- SOURCE EXTRACT -
++++

3.2. Agulhas SST variability
The SST cluster analysis (Figure 2a) yields an Agulhas mode with a spatial loading maximum extending from the southeast coast to 37°S and an opposing minimum along the southwestern edge of the domain outside the Agulhas Current. The loading maximum includes both warm and cold sectors, the former embedded in strong currents and the latter affected by Ekman transport over the continental shelf (cf. Figure 1). Despite the diverse factors, they fluctuate together. The temporal analysis (Figures 2b,c) reveals spikes near the annual cycle, although the SST index is filtered. The interpretation is a continual shifting of the annual cycle (Matano et al. 2002), particularly in the 1960s. Periodic fluctuations are noteworthy at 3 years in the 1960s and 1980s, 5 years in the 1950s, and 7 years from 1980 to 2005 (Figure 2c). The Agulhas SST fluctuates with Pacific ENSO as represented by the MEI correlation > +0.35 at lead times from 1 to 3 months (Figure 2d). Underlying processes that emerge in the composite analysis below include an accelerated gyre circulation. Climate indices from the Indian and Atlantic Oceans and Southern Hemisphere all failed to show significant correlation with the Agulhas SST index.
3.3. South African climate influence
Regression of the detrended Agulhas SST index onto GPCC rainfall anomalies from 1950 to 2012 is mapped over South Africa in Figures 3a–e. The continuous data feature a surprising negative signal < −10 mm month−1 °C−1 across the interior plateau. Rouault et al. (2010) find a similar result using SST anomalies in the Benguela Current. Analyzed by season, the summer rainfall shows the negative signal has a NW orientation consistent with diminished cloud bands. Only the eastern coastal plains (Mozambique) show a positive regression. In the March–May transition season, the negative rain–SST regression persists, and the only positive area is near Cape Town. During winter little rain falls over the interior, but KwaZulu-Natal June–August rainfall shows a negative regression with Agulhas SST. Finally, during the September–November transition season, the expected positive regression between South African rainfall and Agulhas SST emerges to the east of 26°E covering the Drakensberg escarpment (eastern Cape to Swaziland). During spring, much of the rainfall derives from cutoff lows undercut by ridging anticyclones that sweep Agulhas air onto the eastern plateau.

++++

- REQUESTS -
(a) For each statement below, answer yes or no to whether it agrees with the Agulhas passage, and quote the words from the passage that decide it. (i) The Agulhas SST index correlated significantly with climate indices from the Indian and Atlantic Oceans. (ii) In the March–May season, the only positive rain–SST regression area is near Cape Town. (iii) A periodic fluctuation of 5 years was noted in the 1950s.
(b) Supply the next part of the Agulhas passage, beginning after its final sentence.
These data have no connection to the Agulhas passage.

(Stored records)
++++

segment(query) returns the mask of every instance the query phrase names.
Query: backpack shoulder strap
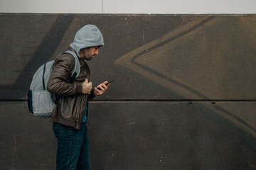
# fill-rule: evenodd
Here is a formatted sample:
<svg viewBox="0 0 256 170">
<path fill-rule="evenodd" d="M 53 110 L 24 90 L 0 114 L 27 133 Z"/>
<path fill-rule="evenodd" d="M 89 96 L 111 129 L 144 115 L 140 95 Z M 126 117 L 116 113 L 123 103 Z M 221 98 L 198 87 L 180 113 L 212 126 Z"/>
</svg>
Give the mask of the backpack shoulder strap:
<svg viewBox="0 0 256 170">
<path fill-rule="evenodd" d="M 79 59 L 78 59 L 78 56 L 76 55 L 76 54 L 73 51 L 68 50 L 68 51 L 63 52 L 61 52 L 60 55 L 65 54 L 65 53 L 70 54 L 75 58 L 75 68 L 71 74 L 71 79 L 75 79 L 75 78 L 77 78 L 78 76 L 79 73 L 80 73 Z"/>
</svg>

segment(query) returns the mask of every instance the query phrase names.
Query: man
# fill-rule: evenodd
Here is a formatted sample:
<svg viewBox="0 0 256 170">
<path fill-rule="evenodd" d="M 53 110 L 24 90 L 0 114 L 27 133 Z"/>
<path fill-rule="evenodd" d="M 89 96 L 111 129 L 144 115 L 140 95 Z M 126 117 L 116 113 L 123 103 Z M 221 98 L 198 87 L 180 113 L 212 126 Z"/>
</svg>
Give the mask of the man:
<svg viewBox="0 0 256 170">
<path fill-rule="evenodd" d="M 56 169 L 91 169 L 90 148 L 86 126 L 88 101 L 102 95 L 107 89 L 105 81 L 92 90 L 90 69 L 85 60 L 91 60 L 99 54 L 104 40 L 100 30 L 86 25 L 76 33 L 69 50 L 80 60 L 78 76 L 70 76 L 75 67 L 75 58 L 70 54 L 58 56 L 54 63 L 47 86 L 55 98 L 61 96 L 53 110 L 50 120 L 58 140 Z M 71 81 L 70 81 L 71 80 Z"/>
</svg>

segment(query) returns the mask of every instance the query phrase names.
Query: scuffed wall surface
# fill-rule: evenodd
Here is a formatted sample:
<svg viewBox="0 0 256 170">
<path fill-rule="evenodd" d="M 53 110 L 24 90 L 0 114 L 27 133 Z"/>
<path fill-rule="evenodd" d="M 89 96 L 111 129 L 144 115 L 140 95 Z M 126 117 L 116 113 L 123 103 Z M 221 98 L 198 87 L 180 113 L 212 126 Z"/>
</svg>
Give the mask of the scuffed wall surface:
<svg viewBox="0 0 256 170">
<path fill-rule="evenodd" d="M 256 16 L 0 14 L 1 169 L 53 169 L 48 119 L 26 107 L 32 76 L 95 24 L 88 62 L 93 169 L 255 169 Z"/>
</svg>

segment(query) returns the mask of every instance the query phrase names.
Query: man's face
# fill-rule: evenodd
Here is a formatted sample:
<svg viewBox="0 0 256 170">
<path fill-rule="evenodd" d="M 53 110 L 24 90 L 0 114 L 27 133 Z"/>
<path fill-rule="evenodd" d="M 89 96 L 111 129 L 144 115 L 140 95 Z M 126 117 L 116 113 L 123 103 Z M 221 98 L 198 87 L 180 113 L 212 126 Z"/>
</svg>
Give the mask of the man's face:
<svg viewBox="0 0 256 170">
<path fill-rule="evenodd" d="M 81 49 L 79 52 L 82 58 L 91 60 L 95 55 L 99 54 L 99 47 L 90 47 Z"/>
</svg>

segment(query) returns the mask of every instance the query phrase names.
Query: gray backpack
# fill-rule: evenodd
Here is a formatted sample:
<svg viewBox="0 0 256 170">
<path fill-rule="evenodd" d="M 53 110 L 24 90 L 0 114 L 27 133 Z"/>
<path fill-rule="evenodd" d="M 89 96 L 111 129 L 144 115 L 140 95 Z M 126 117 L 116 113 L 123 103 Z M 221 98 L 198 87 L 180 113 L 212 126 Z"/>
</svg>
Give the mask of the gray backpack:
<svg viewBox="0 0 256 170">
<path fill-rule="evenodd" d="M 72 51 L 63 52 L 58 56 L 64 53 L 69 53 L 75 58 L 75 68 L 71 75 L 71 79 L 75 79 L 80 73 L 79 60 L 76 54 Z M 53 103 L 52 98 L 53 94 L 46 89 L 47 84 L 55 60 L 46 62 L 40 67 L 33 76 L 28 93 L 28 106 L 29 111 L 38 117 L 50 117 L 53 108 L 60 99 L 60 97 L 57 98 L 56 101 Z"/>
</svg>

++++

- THE REPLIES -
(a)
(i) No: "Climate indices from the Indian and Atlantic Oceans and Southern Hemisphere all failed to show significant correlation with the Agulhas SST index."
(ii) Yes: "In the March–May transition season, the negative rain–SST regression persists, and the only positive area is near Cape Town."
(iii) Yes: "Periodic fluctuations are noteworthy at 3 years in the 1960s and 1980s, 5 years in the 1950s, and 7 years from 1980 to 2005 (Figure 2c)."

(b)
Since most research has underscored an apparent positive influence of the Agulhas Current on South African rainfall anomalies, the statistical analysis is extended to consider vegetation anomalies 1981–2006 (Figure 3f). Again a widespread negative regression is found (<−0.05°C−1), particularly in a N–S axis 20°–28°E. Only the coastal fringe shows a positive influence. This unexpected result suggests the Agulhas Current diverts rainfall away from the interior of South Africa. Is the thermal footprint driven by ENSO and more effect than cause?
3.4. Moisture source and sink
The sensitivity of latent heat flux patterns is studied. Regression of the detrended Agulhas SST index onto MERRA LHF anomalies from 1980 to 2012 is mapped over the Agulhas Current and South Africa in Figures 4a–e. The pattern is consistent with GPCC rainfall in that a negative signal is obtained over the interior using year-round anomaly fields. Southwest of Cape Town, and along the south coast, there is a positive influence denoting moisture surplus. Individual seasons mirror the rainfall pattern with positive LHF regression over marine areas in summer and moisture deficits over the interior < −20 W m−2 °C−1, which intensify in the March–May season. During winter the Agulhas Current becomes a moisture sink and the terrestrial signal weakens. In the spring transition season (September–November), the overall pattern is inverted: positive LHF regression > +20 W m−2 °C−1 overlies the eastern Cape and hinterland, paired with a deficit over the Agulhas Current. The year-round ENSO–MEI regression onto LHF anomalies at a 2-month lead (Figure 4f) is similar to the Agulhas SST pattern (Figure 4a), albeit at a one-third magnitude. The interior shows a moisture deficit; only the western Cape shelf exhibits surplus LHF. The ENSO influence on LHF anomalies in the offshore zone is relatively weak.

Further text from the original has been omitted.